Listed entries.
╭──

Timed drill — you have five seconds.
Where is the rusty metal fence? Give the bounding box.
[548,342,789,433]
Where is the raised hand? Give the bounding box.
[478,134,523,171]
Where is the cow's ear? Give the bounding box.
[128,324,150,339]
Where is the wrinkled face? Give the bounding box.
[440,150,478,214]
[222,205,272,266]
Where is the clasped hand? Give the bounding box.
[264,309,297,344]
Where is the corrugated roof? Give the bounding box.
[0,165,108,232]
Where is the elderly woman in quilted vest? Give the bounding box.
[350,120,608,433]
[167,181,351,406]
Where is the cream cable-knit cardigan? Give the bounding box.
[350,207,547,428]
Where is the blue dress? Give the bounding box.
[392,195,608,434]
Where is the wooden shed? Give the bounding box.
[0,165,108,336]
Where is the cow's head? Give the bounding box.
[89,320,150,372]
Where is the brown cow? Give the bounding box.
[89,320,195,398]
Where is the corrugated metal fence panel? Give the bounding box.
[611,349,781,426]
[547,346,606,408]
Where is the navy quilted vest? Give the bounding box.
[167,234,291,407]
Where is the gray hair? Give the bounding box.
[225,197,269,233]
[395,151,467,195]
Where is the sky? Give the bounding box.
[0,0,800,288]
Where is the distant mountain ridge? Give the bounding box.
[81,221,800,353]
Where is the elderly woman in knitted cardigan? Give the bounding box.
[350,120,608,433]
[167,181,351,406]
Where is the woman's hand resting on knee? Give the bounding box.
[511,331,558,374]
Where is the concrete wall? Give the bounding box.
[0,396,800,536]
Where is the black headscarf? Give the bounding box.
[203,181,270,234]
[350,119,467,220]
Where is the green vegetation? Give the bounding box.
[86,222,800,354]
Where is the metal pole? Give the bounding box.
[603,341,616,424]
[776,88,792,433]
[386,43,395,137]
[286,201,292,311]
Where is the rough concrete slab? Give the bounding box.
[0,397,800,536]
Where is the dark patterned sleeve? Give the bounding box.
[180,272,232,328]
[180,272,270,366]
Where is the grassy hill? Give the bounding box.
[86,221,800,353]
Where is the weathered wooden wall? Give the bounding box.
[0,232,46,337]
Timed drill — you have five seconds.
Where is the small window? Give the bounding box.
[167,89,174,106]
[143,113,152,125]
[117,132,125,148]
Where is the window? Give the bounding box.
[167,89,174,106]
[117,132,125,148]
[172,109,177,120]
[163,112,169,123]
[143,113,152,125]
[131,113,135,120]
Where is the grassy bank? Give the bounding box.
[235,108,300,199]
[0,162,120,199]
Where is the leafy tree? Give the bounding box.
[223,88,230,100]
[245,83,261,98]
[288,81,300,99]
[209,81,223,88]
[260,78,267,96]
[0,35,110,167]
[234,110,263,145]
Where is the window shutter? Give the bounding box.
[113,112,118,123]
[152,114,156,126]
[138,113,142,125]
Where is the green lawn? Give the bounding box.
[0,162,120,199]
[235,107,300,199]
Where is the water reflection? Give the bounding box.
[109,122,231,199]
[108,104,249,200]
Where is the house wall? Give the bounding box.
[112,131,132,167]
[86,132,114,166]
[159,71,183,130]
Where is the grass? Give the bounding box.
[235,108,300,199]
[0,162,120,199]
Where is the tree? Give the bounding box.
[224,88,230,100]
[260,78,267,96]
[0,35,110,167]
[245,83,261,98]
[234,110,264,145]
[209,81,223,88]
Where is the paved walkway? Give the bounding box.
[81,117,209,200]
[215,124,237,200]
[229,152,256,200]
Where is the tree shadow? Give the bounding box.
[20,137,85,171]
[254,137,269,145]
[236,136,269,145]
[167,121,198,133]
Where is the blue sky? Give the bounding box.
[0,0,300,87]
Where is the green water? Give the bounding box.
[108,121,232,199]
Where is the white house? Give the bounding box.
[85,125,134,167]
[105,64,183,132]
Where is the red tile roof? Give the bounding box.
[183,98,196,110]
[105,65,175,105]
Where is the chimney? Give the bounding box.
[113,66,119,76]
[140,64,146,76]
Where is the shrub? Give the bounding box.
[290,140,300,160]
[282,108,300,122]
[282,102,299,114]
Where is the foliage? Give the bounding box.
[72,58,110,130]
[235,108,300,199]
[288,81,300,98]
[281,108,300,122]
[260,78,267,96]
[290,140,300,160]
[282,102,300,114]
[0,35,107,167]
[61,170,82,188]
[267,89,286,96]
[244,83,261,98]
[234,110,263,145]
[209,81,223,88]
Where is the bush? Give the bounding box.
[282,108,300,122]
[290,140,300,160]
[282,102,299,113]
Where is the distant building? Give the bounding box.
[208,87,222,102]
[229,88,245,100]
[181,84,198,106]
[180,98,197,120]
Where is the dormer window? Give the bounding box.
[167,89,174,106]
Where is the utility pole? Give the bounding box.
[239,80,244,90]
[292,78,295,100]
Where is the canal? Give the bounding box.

╰──

Task objective. Copy every line of the records above word for word, with nothing added, dropped, or changed.

Answer to the exercise.
Timed drill — you have five seconds.
Where is the rusty metal fence? Give the bounding box.
[548,342,789,433]
Where is the raised hand? Give the bounding box.
[478,134,523,171]
Where is the cow's ear? Give the bounding box.
[128,324,150,339]
Where is the wrinkled face? Give the bounding box.
[440,150,478,214]
[222,205,272,266]
Where is the clasped hand? Give the bounding box.
[264,309,297,344]
Where is the corrugated roof? Give the bounding box.
[0,165,108,232]
Where is the elderly woman in quilted vest? Give the bounding box.
[350,120,608,433]
[167,181,351,406]
Where is the cream cable-knit cardigan? Give the bounding box.
[350,207,547,428]
Where is the blue dress? Give the bounding box.
[392,195,608,434]
Where is the wooden shed? Give the bounding box.
[0,165,108,336]
Where is the cow's head? Give the bounding box.
[89,320,150,372]
Where is the brown cow? Give the bounding box.
[89,320,195,398]
Where is the corrugated metal fence panel? Give the bounding box.
[611,349,781,426]
[547,346,606,408]
Where is the navy quilted vest? Give the bounding box.
[167,234,291,407]
Where is the gray hair? Give the bounding box.
[225,197,269,233]
[395,151,467,195]
Where is the sky? Give the bounding box.
[0,0,800,288]
Where is the distant mountain ridge? Give the bounding box.
[81,221,800,353]
Where is the elderly woman in knitted cardigan? Give the bounding box.
[350,120,608,433]
[167,181,351,406]
Where is the woman's hand resting on knee? Give the bounding box.
[511,331,558,374]
Where is the concrete wall? Give the bounding box.
[0,396,800,536]
Where is the black headscarf? Give the bounding box.
[203,181,270,234]
[350,119,467,220]
Where is the green vegetation? Give the bounding box.
[86,222,800,354]
Where is the metal pole? Give the bounding box.
[603,341,616,424]
[776,88,792,433]
[386,43,395,137]
[286,201,292,311]
Where is the rough concrete slab? Give the bounding box.
[0,397,800,536]
Where is the dark patterned sleeve? Give the bounding box.
[180,272,232,328]
[180,272,270,366]
Where is the grassy hill? Give the bounding box.
[86,221,800,353]
Where is the weathered wooden wall? Give the bounding box.
[0,232,46,337]
Timed drill — you have five seconds.
Where is the small window? Give the bounding box.
[167,89,174,106]
[143,113,152,125]
[117,132,125,148]
Where is the window? Give the bounding box.
[167,89,174,106]
[117,132,125,148]
[172,109,177,120]
[163,112,169,123]
[143,113,152,125]
[131,113,135,120]
Where is the grassy bank? Give the bounding box.
[235,108,300,199]
[0,162,120,199]
Where is the leafy tree? Give the bounding box.
[223,88,230,100]
[245,83,261,98]
[288,81,300,99]
[209,81,223,88]
[260,78,267,96]
[0,35,110,167]
[234,110,263,145]
Where is the window shutter? Give the bounding box.
[113,112,118,123]
[152,114,156,126]
[138,113,142,125]
Where is the green lawn? Give the bounding box.
[0,162,120,199]
[235,107,300,199]
Where is the water reflection? Give the bounding box.
[109,122,231,199]
[108,104,249,200]
Where is the house wall? Give the bounding box.
[112,131,132,167]
[86,132,114,166]
[159,71,183,130]
Where is the grass? Give the bounding box.
[235,108,300,199]
[0,162,120,199]
Where is the tree? Give the bounding box.
[224,88,230,100]
[260,78,267,96]
[0,35,110,167]
[245,83,261,98]
[234,110,264,145]
[209,81,223,88]
Where is the paved walkway? Give the bounding box.
[81,117,209,200]
[215,124,237,200]
[229,152,256,200]
Where is the tree shadow? Give the bounding box.
[20,137,85,171]
[254,137,269,145]
[236,136,269,145]
[167,121,198,133]
Where is the blue sky? Give the bounding box.
[0,0,300,87]
Where is the green water? Give the bounding box.
[108,121,232,199]
Where is the white house? Give the bounding box.
[85,125,134,167]
[105,64,183,132]
Where is the red tile roof? Give the bounding box.
[183,98,196,110]
[105,65,175,105]
Where is the chimney? Give the bounding box.
[113,66,119,76]
[140,64,146,76]
Where is the shrub? Give the bounding box.
[290,140,300,160]
[282,108,300,122]
[282,102,299,114]
Where is the foliage? Give the bounding box.
[72,58,110,130]
[235,108,300,199]
[288,81,300,98]
[281,108,300,122]
[260,78,267,96]
[290,140,300,160]
[282,102,300,114]
[0,35,107,167]
[61,170,82,188]
[267,89,286,96]
[244,83,261,98]
[234,110,263,145]
[209,81,223,88]
Where is the bush? Give the bounding box.
[282,108,300,122]
[290,140,300,160]
[282,102,299,113]
Where is the distant building? Give the bounding box.
[208,87,222,102]
[229,88,245,100]
[181,84,198,106]
[180,98,197,120]
Where is the dormer window? Give the bounding box.
[167,89,174,106]
Where is the utility pole? Give the bounding box.
[239,80,244,90]
[292,78,295,100]
Where is the canal? Give the bounding box.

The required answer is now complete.